= WHAT TO DO =
• A. From the Medellín climate investment excerpt, output the passage that begins at the words "Prioritized climate investments" and stops after "and renewable energy.", copying it word for word.
• B. For each statement, say yes or no according to the Medellín climate investment excerpt, and quote the words from it that settle the matter. (i) Indirect private-sector investments account for 67.5% of the overall investment cost. (ii) The Diagnostic prioritized thirty investment opportunities. (iii) The report presents five sets of measures.

= EXCERPT =
········

The Aburrá Valley Metropolitan Area used APEX for the development of the Climate Investment Opportunities Diagnostic. This guide was designed to assist the district team to ensuring that the PAC 2020–2050 meets its objectives. The guide addresses the development challenges specific to Medellín, as included in the PAC 2020–2050.
The Climate Investment Opportunities Diagnostic supports the implementation of Medellin’s PAC by assessing several of its selected actions in terms of potential investments, indicative costing, and suitable financing options. APEX helps quantify and prioritize city-based policy and investment solutions in the built environment, energy, transportation, solid waste, and water and wastewater sectors.
The Diagnostic has prioritized a total of twenty investment opportunities aligned with the Ambitious Action Scenario of Medellin’s PAC 2020–2050. The overall investment cost of approximately USD 2,805 million comprises both direct investments by the public sector (32.5%) and indirect investments by the private sector (67.5%). The project pipeline is anticipated to deliver a 20% reduction in GHG emissions across all the sectors under analysis.
Prioritized climate investments were categorized according to shared characteristics and potential financing opportunities. This report presents five sets of measures, which are listed below:
1. Investing in Green Municipal Buildings. Reducing energy consumption in new and existing public buildings through energy efficiency improvements and renewable energy.
2. Improving Provision of Infrastructure and Public Services. Enhancing the availability and quality of public amenities and providing basic services.
3. Leveraging Utilities and Tax Collection to Upgrade Private Buildings. Using public resources, such as taxes and public utilities, to incentivize or support the improvement of privately owned buildings.

········

= DATA EXTRACTS =

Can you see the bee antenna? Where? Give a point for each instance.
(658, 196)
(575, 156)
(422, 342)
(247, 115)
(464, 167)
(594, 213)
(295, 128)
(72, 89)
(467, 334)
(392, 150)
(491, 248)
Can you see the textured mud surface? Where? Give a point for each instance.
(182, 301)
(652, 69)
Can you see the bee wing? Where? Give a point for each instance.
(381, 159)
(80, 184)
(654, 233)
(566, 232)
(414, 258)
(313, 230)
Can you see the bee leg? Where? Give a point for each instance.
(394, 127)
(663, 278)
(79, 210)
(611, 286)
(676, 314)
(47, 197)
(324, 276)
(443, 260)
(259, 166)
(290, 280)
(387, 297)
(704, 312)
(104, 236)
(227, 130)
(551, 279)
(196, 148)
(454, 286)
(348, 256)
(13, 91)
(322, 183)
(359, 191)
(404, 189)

········

= SOLUTIONS TO THE PROBLEMS =
• A.
Prioritized climate investments were categorized according to shared characteristics and potential financing opportunities. This report presents five sets of measures, which are listed below:
1. Investing in Green Municipal Buildings. Reducing energy consumption in new and existing public buildings through energy efficiency improvements and renewable energy.

• B.
(i) Yes: "indirect investments by the private sector (67.5%)"
(ii) No: "a total of twenty investment opportunities"
(iii) Yes: "This report presents five sets of measures"